Dans Un pays qui se tient sage, la force des images et le poids des discours successifs permettent de saisir la brutalité disproportionnée de l’action policière. Et au-delà des manifestations des Gilets jaunes, ces 153 collégien.nes maintenu.es pendant plus de 3 heures à genoux, les mains derrière la tête, comme dans un régime autoritaire ne respectant que la force d’asservir le peuple — pour mémoire, cette journée de décembre 2018 s’est soldée par la garde à vue de 190 collégien.nes…

Agir de façon autoritaire, faire en sorte que les images de ces assauts du peuple circulent, que les médias fassent débat sur le sujet, sur le choc généré par la violence policière, la légitimer peut-être… rien de tel pour marquer les esprits et intimer au peuple d’y réfléchir à deux fois avant de se révolter, de dire sa colère des inégalités qui s’aggravent, avant de descendre dans la rue en usant de son droit constitutionnel de manifester.

En fin de documentaire, l’auteur rappelle la mort de Rémi Fraisse, à Sivens (Tarn), dans la nuit du 25 octobre 2014. Je me souviens de la violence des CRS à la Zad relatée par celles et ceux qui défendaient la zone humide du Testet contre le projet d’un barrage payé par de l’argent public pour bénéficier à une poignée d’agriculteurs conventionnels. Après la morte de Rémi Fraisse, je me souviens de la violence qui s’est abattue sur la manifestation pacifique il y a 6 ans, chroniquée dans mon blog Mediapart sous le titre : À Toulouse, la guerre contre le peuple est déclarée. Il y a 6 ans, la police s’entraînait dans les manifestations de Nantes et de Toulouse, toujours sévèrement réprimées, fabricant des prises de manifestant.es pour le journal de 20h et la Une des journaux, comme je l’ai vu faire. Déjà, nous étions sommé.es de craindre les forçats de la rue — les manifestant.es casseur.es — pour révérer la violence policière, oui, en appeler à l’autorité de l’État face à ces « black blocs » effrayant.es parfaitement stigmatisé.es pour détourner le regard du sujet de la colère du peuple.
***
- **Liste des tâches**
a) Répondez à ces questions d'après le texte sur le documentaire Un pays qui se tient sage :
(i) Combien de collégien.nes ont été maintenu.es à genoux pendant plus de 3 heures ?
(ii) Dans quelle localité et quel département Rémi Fraisse est-il mort ?
(iii) Sous quel titre la manifestation pacifique d'il y a 6 ans a-t-elle été chroniquée dans le blog Mediapart ?
b) Dressez la liste complète des noms propres de lieux géographiques (villes, département, zone naturelle) mentionnés dans le texte sur le documentaire Un pays qui se tient sage.
c) Poursuivez le texte sur le documentaire Un pays qui se tient sage en reprenant après sa dernière phrase.

- **Jeu de données**
***
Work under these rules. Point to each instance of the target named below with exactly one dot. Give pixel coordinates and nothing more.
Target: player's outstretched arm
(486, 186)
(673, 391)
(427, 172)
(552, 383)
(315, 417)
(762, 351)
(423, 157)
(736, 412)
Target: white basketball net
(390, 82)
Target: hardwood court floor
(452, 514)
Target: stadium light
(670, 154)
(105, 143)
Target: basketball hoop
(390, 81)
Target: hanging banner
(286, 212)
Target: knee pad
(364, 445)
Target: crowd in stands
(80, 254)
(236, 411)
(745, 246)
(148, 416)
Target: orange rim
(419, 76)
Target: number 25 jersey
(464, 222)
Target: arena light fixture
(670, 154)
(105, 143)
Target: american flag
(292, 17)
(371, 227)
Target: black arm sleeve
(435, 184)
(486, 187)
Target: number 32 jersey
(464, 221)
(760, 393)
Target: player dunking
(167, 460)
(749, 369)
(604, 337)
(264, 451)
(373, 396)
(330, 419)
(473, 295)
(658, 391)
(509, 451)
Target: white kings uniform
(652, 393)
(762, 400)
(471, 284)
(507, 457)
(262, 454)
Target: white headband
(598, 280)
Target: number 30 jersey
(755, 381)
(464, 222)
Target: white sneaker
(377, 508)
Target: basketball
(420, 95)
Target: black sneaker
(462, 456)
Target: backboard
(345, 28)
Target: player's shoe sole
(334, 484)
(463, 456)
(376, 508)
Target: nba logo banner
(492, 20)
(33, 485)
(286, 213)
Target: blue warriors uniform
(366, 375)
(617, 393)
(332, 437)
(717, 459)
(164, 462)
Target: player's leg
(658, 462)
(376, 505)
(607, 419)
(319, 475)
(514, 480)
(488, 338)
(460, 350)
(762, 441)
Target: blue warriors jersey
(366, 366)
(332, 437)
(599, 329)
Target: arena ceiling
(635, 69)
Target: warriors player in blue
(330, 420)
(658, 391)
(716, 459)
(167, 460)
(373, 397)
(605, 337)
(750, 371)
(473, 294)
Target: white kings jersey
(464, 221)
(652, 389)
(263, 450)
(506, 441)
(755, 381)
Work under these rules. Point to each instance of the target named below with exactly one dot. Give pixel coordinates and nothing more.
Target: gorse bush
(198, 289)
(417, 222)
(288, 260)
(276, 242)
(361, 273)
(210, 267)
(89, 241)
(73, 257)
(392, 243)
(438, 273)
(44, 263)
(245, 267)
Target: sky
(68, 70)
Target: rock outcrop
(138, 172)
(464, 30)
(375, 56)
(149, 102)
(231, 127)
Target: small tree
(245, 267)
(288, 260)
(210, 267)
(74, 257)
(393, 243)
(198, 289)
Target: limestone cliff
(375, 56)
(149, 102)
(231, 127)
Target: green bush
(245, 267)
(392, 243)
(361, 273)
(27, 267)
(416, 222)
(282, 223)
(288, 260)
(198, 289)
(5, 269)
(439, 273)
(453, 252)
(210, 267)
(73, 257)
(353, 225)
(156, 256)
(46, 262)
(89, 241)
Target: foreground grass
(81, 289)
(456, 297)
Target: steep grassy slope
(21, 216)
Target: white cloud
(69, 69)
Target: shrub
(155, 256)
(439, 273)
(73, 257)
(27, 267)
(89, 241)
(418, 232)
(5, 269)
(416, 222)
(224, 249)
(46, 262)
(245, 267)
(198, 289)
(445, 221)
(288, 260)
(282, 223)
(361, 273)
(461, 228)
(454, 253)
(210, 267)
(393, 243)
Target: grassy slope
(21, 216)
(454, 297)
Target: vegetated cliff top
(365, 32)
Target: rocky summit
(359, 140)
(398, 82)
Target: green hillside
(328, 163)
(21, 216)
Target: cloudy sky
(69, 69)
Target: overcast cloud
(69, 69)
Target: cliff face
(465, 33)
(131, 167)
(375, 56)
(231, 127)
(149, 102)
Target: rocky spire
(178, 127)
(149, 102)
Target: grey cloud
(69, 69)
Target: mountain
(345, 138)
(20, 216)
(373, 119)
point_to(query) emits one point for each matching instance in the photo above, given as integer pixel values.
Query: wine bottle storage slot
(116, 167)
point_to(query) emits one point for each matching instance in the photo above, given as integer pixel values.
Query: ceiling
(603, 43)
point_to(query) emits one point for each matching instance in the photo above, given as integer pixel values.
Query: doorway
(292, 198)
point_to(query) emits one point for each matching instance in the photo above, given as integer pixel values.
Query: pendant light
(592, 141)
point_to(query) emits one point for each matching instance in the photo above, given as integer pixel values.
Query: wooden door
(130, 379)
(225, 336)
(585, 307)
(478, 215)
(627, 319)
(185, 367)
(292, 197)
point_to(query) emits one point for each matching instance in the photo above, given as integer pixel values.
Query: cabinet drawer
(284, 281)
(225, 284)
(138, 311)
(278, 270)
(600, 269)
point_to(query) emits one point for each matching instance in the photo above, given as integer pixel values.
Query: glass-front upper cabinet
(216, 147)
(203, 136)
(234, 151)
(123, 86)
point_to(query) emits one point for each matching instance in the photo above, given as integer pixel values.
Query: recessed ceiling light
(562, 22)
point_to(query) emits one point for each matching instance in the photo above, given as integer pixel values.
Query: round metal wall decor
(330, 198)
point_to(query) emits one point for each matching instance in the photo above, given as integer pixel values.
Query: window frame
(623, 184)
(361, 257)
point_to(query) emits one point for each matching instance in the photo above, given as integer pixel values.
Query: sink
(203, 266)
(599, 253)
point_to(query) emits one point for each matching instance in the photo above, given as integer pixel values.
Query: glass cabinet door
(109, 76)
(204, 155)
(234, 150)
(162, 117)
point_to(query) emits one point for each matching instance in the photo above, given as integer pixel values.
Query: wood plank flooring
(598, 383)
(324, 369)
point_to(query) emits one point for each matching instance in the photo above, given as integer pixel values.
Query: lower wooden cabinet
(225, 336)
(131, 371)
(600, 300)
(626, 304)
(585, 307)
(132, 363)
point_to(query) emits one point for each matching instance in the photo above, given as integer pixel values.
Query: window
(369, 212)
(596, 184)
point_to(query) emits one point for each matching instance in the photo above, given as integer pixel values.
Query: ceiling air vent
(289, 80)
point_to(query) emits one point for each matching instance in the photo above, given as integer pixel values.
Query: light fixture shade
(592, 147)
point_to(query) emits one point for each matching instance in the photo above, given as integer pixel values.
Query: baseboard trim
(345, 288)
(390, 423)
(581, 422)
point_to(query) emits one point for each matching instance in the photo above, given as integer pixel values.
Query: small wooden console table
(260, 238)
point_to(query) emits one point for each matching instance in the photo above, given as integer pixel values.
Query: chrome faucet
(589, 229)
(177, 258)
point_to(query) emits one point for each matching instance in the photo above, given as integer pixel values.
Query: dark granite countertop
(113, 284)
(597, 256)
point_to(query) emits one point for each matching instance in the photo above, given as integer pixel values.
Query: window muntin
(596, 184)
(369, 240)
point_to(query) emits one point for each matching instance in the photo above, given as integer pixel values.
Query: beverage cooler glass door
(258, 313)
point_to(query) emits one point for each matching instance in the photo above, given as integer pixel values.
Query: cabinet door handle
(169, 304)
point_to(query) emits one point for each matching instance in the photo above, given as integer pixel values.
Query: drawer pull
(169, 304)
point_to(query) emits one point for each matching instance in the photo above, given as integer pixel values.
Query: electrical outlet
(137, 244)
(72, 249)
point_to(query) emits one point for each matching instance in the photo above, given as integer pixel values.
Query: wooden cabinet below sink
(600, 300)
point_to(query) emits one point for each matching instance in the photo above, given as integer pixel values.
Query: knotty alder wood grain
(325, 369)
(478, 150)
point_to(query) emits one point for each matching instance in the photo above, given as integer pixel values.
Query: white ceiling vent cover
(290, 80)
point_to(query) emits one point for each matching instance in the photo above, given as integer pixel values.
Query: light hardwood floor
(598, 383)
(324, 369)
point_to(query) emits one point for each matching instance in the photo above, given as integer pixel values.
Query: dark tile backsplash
***
- **Réponses aux tâches**
a)
(i) 153 collégien.nes.
(ii) À Sivens, dans le Tarn.
(iii) « À Toulouse, la guerre contre le peuple est déclarée ».

b) Sivens, Tarn, Testet, Toulouse, Nantes

c)
Le documentaire de David Dufresne est nécessaire, historique, car il trace les dérives à l’œuvre en démocratie néolibérale — une association de mots antinomique car le néolibéralisme est tyrannique. Le film est sorti sur les écrans il y a quelques semaines. Souhaitons qu’il puisse poursuive sa diffusion au déconfinement mais également qu’il soit relayé par une chaîne de télévision publique afin de lui donner l’audience qu’il mérite. La dérive autoritaire de l’État est tracée, son détournement des forces de police est interrogé car loin d’assurer la mission de service public consistant à assurer la sécurité de la population, ces forces assurent dorénavant la protection de la doctrine gouvernementale, et cela seulement. Au détriment de la démocratie. À l’heure de la proposition de loi sur la sécurité globale — une terminologie qui interpelle — ce film est d’autant plus indispensable.

Au-delà du film, il faudra aussi se souvenir de cela : récemment en France, 4 enfants d’école primaire ont été interpellés au petit matin à leur domicile, par des policiers en tenue d’assaut. Les appartements ont été perquisitionnés. Les enfants ont été auditionnés pendant des heures pour apologie du terrorisme. Leurs parents craignent qu’ils soient dorénavant stigmatisés et pointés comme « terroristes » à leur retour en classe. Ils ont 10 ans. Leur arrestation s’est déroulée le 5 novembre 2020.

Mais puisqu’un laboratoire américain vient d’annoncer la prochaine mise sur le marché d’un vaccin anti-covid, voilà la promesse que nous allons être prochainement sauvé.es. Depuis ce matin, la radio ne parle que de cela : le vaccin, les études réalisées en 7 mois seulement, les nano-particules salvatrices… Nous voilà à nouveau détournés du scandale que représente l’arrestation inique de ces enfants, entre autres violences consistant à réduire les libertés comme à réprimer.